As world leader in cosmetics and beauty, l’Oréal has to create barriers to entry against a major source of threat: pharmaceutical laboratories. These have the potential to innovate in cosmetics, thus endangering l’Oréal’s market share. This threat was exemplified by Johnson & Johnson launching a new active ingredient Retinol in a number of its brands (such as Neutrogena and Roc).
L’Oréal bought a niche brand called La Roche Posay (LRP), named after a town known for its dermatological water and spa. The town hosts more than 10,000 patients per year, including about 3,000 children as young as five months. LRP’s business model was based on medical expert prescription. When working with dermatologists, it takes two or three years before any new product can safely be introduced to the shelves of pharmacies. But the brand faced growth problems:It was imprisoned in its therapeutic niche, and limited to patients rather than the general public.It was remote from the public. A user might be satisfied by the performance of, say, Antelios XL (an LRP product prescribed by dermatologists), but without another prescription, he or she would not buy a different LRP product.As a consequence the brand was below the minimum critical size. LRP sold 560,000 units in 1998, while it needed to sell at least 1 million units.
L’Oréal’s strategy is to build its growth on truly global brands, and this requires a minimum sales level of s150 millions per brand. LRP was intended to be the eleventh global brand of the l’Oréal Group, but as it was, it was not easily exportable. To thrive against modern competition it is necessary to move quickly in global markets with promising growth potential. L’Oréal’s target markets were Europe, Brazil and Argentina in 2000, Scandinavia and Asia in 2001, and India in 2002.
It needed the brand to have a presence in four market segments: hygiene, facial care products, solar protection and make-up. These last two categories were intended to release the first two sources of limitation in the brand’s growth, and make it truly attractive to pharmacists all around the world.
In some markets pharmacists’ shops were not appropriate outlets. The strategy here was to create another form of outlet, such as a concession in a department store (the solution in Canada), with a qualified pharmacist in attendance.
Because LRP did not have existing products in the solar protection and make-up categories, strategic extensions were planned for these. This was done by means of a brand transfer. LRP took over the products sold under another l’Oréal brand, Phas, which had been positioned on non-allergenic products.

▶ **Data**

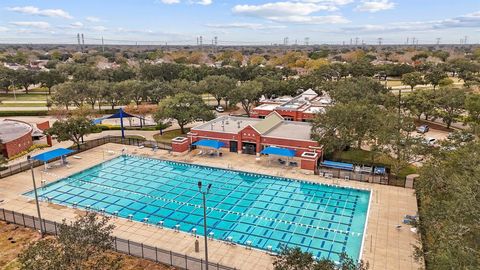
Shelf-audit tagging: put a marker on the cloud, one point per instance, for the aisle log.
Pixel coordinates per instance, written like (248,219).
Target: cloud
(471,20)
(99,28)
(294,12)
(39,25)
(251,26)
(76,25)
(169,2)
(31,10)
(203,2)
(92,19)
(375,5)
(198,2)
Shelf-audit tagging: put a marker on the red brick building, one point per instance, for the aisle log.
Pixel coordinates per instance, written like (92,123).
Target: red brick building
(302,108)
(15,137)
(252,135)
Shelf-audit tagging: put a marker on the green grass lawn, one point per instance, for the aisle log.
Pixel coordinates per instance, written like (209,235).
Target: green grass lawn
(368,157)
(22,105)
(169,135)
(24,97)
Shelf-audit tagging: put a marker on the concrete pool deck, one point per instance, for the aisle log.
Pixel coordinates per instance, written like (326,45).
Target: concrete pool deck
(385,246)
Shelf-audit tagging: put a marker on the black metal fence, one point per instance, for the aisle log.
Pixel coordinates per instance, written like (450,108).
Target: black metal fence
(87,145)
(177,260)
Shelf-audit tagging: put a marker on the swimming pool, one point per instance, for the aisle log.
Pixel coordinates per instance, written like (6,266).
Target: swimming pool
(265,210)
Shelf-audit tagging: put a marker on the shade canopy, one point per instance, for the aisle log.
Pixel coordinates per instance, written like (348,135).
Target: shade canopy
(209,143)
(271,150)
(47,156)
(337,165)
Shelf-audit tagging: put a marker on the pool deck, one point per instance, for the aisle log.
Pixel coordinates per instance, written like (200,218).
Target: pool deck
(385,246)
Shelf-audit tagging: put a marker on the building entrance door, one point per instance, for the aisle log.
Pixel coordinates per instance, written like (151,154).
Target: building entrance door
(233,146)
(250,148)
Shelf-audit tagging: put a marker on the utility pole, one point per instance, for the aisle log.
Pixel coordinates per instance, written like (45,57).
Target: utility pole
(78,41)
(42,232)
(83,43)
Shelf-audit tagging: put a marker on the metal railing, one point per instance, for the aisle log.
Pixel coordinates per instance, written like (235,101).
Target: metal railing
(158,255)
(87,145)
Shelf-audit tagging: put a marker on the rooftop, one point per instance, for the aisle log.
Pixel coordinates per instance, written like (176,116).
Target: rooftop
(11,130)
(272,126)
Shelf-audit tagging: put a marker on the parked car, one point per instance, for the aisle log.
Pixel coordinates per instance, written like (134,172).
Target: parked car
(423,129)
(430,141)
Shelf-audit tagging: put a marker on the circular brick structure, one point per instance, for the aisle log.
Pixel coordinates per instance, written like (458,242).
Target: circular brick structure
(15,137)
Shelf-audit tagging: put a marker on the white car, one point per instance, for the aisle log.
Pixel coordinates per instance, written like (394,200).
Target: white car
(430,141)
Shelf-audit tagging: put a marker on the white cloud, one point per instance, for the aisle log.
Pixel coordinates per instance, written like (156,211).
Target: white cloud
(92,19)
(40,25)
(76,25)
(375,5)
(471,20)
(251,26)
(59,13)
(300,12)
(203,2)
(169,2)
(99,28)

--

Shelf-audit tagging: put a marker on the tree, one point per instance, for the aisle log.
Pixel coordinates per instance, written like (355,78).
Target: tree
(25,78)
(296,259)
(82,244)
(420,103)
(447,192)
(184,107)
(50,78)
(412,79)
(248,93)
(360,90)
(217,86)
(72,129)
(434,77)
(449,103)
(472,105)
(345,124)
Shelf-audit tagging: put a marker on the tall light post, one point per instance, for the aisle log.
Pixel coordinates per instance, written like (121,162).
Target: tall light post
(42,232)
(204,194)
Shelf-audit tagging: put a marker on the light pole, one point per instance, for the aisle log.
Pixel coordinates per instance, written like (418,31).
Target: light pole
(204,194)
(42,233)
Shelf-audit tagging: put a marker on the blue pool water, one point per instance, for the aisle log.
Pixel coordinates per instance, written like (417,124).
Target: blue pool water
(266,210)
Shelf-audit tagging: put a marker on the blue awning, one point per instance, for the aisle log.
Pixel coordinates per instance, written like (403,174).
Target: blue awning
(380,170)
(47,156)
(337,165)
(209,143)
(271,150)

▶ **What you need to do**
[1] For each statement below, say yes or no according to the passage on L'Oréal and La Roche Posay, and quote the words of the passage that decide it.
(a) LRP sold more than 1 million units in 1998.
(b) In Canada, a concession in a department store served as the outlet.
(c) Phas had been positioned on anti-aging products.
[2] Answer these questions from the passage on L'Oréal and La Roche Posay.
(a) Which active ingredient did Johnson & Johnson launch?
(b) About how many children does the town of La Roche Posay host per year?
(c) Which markets did L'Oréal target in 2001?
[3] Reproduce the passage on L'Oréal and La Roche Posay word for word, starting with "L’Oréal’s strategy is" and going on through "around the world.".
The records are separate material with no connection to the passage on L'Oréal and La Roche Posay.

▶ **Per-task outputs**
[1]
(a) No: "LRP sold 560,000 units in 1998, while it needed to sell at least 1 million units."
(b) Yes: "such as a concession in a department store (the solution in Canada)"
(c) No: "which had been positioned on non-allergenic products."

[2]
(a) Retinol
(b) About 3,000
(c) Scandinavia and Asia

[3]
L’Oréal’s strategy is to build its growth on truly global brands, and this requires a minimum sales level of s150 millions per brand. LRP was intended to be the eleventh global brand of the l’Oréal Group, but as it was, it was not easily exportable. To thrive against modern competition it is necessary to move quickly in global markets with promising growth potential. L’Oréal’s target markets were Europe, Brazil and Argentina in 2000, Scandinavia and Asia in 2001, and India in 2002.
It needed the brand to have a presence in four market segments: hygiene, facial care products, solar protection and make-up. These last two categories were intended to release the first two sources of limitation in the brand’s growth, and make it truly attractive to pharmacists all around the world.